### Aim A
In the JindoFS block storage page, the comparison table lists features down its first column. Name every one of those features.
### Aim B
Copy the JindoFS block storage page word for word, starting at "The block storage mode of JindoFS" and ending at "Many (WORM) solutions.".

This topic describes the block storage mode of JindoFileSystem (JindoFS) and its scenarios.

Overview

Block storage is the most efficient mode to read and write data and query metadata. In addition, it supports Hadoop Distributed File System (HDFS) semantics related to data locality. JindoFS also provides an external client so that you can access JindoFS from the outside of an E-MapReduce cluster.

JindoFS uses Object Storage Service (OSS) as the storage back end. In block storage mode, JindoFS stores data as blocks in OSS and uses Namespace Service to maintain metadata. This guarantees high performance when you read and write data or query metadata.

Scenarios

E-MapReduce has three storage systems: E-MapReduce OssFileSystem, E-MapReduce HDFS, and E-MapReduce JindoFS. Among them, OssFileSystem and JindoFS store data in the cloud. The following table compares the features of three E-MapReduce storage systems and Hadoop support for Alibaba Cloud OSS.

Feature Hadoop support for Alibaba Cloud OSS E-MapReduce OssFileSystem E-MapReduce HDFS E-MapReduce JindoFS
Storage capacity Tremendous Tremendous Depends on the E-MapReduce cluster scale Tremendous
Reliability High High High High
Factor that affects throughput Server I/O performance of caches on disks in the E-MapReduce cluster I/O performance of disks in the E-MapReduce cluster I/O performance of disks in the E-MapReduce cluster
Metadata query efficiency Low Medium High High
Scale-out operation Easy Easy Easy Easy
Scale-in operation Easy Easy Requires node decommission Easy
Data locality None Weak Strong Medium

The block storage mode of JindoFS has the following features:

  • JindoFS offers tremendous and scalable storage capacity by using OSS as the storage back end. The storage capacity is independent of the E-MapReduce cluster scale. The local cluster can be scaled in or out as required.
  • JindoFS stores a certain amount of backup data in the local cluster to accelerate read operations. This improves the throughput by using limited local storage capacity, especially for Write Once Read Many (WORM) solutions.
  • JindoFS provides efficient metadata query similar to HDFS. Compared with OssFileSystem, JindoFS saves much time in metadata query. In addition, JindoFS avoids system instability when data and metadata are frequently accessed.
  • JindoFS moves computation as close as possible to data. This reduces the load on network transmission and improves the read performance.

Configure JindoFS

You can set all JindoFS related-parameters in Bigboot, as shown in the following figure.

Note
  • The parameters framed in red in the preceding figure are required.
  • JindoFS supports multiple namespaces. A namespace named test is used in this topic.
Parameter Description Example
jfs.namespaces The namespace supported by JindoFS. Separate multiple namespaces with commas (,). test
jfs.namespaces.test.uri The storage back end of the test namespace. oss://oss-bucket/oss-dir
Note You can set the value to a directory in an OSS bucket. In this case, this directory serves as the root directory, in which the test namespace reads and writes data.

### Extracted material
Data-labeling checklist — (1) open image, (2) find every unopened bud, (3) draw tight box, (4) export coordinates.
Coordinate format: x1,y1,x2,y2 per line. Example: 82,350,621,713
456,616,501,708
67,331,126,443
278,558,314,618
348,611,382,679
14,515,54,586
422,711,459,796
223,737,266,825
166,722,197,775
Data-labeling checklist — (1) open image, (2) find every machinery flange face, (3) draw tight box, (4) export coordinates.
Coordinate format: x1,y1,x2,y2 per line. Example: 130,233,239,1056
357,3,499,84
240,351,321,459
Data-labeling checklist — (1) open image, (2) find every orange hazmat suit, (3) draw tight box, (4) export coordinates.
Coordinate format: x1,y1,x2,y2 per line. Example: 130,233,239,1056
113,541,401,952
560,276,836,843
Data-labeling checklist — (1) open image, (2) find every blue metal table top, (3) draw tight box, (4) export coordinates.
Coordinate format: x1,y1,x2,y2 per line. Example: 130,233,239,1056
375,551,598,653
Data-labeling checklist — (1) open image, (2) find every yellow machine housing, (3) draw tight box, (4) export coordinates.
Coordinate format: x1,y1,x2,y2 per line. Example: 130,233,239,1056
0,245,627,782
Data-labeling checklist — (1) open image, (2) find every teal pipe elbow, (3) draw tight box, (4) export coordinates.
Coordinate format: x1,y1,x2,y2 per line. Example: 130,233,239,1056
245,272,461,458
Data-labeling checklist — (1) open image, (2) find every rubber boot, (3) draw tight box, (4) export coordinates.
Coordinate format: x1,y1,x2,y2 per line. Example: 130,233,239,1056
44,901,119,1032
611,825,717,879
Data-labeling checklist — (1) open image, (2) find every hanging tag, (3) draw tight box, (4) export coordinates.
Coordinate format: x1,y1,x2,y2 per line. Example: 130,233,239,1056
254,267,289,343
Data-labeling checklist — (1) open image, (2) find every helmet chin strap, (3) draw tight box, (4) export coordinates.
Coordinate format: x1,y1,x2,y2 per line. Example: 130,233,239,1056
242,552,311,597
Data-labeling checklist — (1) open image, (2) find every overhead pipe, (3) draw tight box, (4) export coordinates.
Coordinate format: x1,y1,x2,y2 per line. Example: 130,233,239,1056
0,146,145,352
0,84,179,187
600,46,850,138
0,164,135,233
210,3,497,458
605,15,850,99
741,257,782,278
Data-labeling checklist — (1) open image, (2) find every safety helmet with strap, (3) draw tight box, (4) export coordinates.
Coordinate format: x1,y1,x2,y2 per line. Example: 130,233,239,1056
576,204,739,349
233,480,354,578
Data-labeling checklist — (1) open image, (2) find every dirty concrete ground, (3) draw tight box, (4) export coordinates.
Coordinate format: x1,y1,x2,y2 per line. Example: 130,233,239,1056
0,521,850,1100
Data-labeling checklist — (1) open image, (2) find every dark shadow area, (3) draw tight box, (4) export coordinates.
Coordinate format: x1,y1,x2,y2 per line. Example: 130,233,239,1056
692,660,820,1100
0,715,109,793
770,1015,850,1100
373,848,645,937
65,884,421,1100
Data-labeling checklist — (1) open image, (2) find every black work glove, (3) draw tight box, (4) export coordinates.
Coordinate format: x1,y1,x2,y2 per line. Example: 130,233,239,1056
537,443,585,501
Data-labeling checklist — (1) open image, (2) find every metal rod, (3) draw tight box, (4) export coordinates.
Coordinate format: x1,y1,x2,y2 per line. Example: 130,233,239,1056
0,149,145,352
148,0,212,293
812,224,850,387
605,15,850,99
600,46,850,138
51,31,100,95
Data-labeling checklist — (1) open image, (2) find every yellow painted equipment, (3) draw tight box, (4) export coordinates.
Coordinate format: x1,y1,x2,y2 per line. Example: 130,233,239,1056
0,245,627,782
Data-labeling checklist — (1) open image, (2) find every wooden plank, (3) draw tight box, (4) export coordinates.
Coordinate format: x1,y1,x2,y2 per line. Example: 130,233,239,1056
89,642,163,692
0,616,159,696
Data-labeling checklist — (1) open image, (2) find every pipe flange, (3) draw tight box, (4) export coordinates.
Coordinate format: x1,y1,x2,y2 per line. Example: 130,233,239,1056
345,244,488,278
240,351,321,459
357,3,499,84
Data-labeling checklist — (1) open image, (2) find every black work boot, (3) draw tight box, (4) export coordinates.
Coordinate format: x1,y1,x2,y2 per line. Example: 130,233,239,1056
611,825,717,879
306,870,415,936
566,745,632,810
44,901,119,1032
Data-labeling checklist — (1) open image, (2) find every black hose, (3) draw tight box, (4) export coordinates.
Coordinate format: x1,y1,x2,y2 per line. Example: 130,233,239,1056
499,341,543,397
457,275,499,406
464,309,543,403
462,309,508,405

### Final result A
Storage capacity
Reliability
Factor that affects throughput
Metadata query efficiency
Scale-out operation
Scale-in operation
Data locality

### Final result B
The block storage mode of JindoFS has the following features:

  • JindoFS offers tremendous and scalable storage capacity by using OSS as the storage back end. The storage capacity is independent of the E-MapReduce cluster scale. The local cluster can be scaled in or out as required.
  • JindoFS stores a certain amount of backup data in the local cluster to accelerate read operations. This improves the throughput by using limited local storage capacity, especially for Write Once Read Many (WORM) solutions.